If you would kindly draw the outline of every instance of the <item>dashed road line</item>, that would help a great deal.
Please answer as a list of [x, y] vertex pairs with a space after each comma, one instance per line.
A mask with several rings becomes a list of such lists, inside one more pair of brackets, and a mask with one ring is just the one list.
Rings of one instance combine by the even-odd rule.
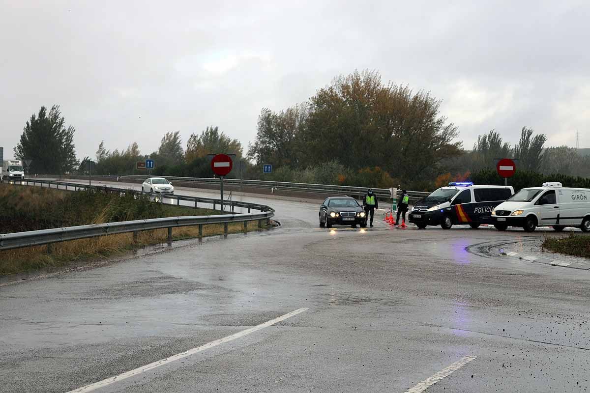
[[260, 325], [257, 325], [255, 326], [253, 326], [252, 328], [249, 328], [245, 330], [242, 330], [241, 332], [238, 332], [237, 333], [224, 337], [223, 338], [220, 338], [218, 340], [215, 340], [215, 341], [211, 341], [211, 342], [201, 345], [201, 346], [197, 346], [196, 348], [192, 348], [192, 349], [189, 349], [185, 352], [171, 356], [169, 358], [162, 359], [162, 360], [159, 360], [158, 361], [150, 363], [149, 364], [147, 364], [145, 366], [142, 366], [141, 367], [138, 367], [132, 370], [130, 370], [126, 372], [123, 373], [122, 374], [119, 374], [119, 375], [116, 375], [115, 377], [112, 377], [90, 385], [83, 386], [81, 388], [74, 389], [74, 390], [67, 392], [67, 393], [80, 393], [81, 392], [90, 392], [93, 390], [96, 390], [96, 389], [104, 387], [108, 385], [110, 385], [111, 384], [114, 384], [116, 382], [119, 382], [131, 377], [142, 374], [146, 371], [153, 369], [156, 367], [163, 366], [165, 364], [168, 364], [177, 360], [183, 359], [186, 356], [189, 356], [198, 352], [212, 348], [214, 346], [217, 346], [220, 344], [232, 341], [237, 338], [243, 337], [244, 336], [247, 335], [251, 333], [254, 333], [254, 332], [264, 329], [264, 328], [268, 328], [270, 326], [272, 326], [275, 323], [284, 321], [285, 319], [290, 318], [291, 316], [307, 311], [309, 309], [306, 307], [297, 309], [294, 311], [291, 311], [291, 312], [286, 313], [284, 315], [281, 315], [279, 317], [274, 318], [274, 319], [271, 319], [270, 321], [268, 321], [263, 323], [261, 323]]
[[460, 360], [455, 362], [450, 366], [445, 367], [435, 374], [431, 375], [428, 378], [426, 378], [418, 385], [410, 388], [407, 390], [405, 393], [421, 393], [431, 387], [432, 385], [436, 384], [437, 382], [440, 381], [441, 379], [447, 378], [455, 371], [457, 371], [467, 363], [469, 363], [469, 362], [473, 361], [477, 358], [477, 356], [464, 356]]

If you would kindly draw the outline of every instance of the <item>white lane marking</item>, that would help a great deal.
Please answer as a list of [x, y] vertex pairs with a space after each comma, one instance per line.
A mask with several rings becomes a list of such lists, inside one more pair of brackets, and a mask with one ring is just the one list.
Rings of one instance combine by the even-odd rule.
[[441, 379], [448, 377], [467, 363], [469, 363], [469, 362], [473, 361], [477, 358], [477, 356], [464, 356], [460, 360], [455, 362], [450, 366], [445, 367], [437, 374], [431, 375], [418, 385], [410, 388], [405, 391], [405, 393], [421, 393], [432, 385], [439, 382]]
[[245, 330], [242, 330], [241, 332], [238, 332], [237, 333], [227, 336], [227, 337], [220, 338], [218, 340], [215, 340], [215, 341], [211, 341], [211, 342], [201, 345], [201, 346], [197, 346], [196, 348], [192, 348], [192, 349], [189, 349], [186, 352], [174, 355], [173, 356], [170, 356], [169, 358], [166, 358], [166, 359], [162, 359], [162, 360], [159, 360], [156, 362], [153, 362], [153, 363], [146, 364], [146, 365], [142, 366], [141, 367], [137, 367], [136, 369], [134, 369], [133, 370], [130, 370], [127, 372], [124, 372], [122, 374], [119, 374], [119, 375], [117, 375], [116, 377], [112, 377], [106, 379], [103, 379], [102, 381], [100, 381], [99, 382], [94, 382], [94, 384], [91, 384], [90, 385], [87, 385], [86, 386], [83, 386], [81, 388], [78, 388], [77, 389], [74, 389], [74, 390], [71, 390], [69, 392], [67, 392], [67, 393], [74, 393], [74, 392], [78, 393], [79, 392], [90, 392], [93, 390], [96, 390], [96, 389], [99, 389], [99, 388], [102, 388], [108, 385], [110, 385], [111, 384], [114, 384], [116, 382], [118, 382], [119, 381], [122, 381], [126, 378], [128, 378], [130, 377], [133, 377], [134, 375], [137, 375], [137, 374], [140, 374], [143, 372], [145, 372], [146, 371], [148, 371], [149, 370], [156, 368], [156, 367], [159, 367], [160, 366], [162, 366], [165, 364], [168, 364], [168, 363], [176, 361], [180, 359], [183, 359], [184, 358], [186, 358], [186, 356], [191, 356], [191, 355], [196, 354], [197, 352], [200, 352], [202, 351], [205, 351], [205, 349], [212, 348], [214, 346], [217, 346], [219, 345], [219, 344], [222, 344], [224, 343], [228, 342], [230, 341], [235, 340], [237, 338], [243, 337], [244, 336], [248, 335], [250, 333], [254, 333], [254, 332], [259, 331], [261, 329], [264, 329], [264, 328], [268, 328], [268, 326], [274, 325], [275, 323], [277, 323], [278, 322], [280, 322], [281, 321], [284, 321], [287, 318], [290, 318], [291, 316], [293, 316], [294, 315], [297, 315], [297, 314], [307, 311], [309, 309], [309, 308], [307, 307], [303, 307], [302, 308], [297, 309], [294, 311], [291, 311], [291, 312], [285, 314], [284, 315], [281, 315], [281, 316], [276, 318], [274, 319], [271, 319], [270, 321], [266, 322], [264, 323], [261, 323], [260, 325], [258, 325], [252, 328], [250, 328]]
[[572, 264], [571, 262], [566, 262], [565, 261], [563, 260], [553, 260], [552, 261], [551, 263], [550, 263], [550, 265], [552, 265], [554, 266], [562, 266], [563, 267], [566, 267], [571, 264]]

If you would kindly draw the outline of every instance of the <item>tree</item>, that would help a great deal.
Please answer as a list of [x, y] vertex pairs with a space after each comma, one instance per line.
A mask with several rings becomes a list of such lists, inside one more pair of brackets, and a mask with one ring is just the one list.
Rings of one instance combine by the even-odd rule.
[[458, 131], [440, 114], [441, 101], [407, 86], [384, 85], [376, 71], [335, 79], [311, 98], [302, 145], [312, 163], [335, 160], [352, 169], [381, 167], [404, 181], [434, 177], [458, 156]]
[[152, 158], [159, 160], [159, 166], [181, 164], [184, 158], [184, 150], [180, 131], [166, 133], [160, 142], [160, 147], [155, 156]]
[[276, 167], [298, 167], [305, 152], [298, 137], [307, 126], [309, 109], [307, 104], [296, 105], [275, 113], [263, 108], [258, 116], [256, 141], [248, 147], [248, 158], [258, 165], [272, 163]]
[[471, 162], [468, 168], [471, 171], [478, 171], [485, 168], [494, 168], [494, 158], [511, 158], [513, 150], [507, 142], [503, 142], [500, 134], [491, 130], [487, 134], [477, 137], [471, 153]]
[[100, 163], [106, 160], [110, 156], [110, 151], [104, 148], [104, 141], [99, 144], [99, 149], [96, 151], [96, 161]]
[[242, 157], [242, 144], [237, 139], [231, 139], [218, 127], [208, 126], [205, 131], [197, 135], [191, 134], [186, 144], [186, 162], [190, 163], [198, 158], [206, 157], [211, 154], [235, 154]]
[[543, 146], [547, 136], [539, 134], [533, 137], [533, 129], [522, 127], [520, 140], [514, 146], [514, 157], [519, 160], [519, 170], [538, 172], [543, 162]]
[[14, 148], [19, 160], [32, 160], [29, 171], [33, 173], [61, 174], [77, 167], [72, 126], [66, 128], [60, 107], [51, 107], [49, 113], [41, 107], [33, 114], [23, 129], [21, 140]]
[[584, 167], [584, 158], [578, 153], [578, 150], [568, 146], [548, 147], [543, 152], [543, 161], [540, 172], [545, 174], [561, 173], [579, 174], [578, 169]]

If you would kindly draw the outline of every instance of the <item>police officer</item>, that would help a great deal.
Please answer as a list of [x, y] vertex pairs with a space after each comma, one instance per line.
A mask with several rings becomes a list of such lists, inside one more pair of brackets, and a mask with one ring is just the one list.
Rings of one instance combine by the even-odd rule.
--
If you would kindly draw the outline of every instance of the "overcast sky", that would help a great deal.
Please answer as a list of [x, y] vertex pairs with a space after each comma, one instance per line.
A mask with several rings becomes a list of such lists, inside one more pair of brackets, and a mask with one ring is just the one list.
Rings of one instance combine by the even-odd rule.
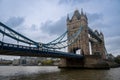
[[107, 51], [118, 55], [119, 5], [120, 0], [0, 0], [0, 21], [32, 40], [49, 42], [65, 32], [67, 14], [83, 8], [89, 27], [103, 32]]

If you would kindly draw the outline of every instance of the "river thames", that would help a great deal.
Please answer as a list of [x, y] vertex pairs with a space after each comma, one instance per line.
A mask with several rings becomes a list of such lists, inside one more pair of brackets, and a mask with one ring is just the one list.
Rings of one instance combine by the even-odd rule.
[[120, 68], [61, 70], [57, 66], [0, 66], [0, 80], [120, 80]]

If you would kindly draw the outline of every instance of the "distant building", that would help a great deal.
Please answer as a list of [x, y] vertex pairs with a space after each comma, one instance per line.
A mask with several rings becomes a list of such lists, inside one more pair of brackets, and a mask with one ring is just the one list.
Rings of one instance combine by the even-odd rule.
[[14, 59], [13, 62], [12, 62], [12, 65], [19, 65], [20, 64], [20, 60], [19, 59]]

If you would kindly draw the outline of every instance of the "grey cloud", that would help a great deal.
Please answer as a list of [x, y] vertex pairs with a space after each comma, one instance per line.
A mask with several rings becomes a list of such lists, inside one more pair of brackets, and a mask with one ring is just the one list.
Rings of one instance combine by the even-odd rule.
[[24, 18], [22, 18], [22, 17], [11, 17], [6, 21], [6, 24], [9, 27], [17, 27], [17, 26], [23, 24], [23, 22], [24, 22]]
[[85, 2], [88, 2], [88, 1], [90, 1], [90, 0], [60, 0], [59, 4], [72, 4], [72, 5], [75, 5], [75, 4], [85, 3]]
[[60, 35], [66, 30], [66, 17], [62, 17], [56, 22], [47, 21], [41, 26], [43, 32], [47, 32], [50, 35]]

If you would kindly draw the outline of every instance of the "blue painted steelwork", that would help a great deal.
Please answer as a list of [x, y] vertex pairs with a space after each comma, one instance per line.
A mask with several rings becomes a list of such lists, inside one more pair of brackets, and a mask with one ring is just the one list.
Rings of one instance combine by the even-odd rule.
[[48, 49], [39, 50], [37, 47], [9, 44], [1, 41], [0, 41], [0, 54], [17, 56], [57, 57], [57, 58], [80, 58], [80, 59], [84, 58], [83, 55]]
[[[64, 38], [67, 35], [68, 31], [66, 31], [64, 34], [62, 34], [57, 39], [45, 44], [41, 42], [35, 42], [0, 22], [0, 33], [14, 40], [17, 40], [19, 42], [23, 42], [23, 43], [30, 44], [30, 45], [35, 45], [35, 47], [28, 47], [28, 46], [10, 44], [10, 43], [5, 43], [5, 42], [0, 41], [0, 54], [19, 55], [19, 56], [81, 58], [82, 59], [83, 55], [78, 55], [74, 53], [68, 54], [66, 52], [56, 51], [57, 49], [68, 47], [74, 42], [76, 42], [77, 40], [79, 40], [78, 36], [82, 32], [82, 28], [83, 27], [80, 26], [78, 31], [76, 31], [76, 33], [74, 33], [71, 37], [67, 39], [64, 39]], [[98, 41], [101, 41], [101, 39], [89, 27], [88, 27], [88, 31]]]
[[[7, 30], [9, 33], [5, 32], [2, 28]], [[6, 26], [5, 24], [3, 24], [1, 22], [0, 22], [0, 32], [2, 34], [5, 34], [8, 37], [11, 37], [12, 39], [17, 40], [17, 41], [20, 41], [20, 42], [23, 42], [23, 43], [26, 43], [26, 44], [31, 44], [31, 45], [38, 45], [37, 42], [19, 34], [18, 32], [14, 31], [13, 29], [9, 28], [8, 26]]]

- Exercise instructions
Reproduce, unchanged, the part of the entries that opens with the line containing "marking</item>, that would help a great deal." and closes with the line containing "385], [439, 382]]", including both of those lines.

- Correct answer
If you would kindly draw the outline of every instance of the <item>white lane marking</item>, that would help a great deal.
Please answer as a list of [x, y] vertex pairs with a space after each comma, one instance per line.
A mask with several rings becomes a list of such lists, inside one more pair of brackets, and a mask with one ring is just the one list.
Rings of one instance combine by the even-odd rule.
[[441, 379], [448, 377], [467, 363], [469, 363], [469, 362], [473, 361], [477, 358], [477, 356], [464, 356], [460, 360], [455, 362], [450, 366], [445, 367], [437, 374], [431, 375], [418, 385], [410, 388], [405, 391], [405, 393], [421, 393], [432, 385], [439, 382]]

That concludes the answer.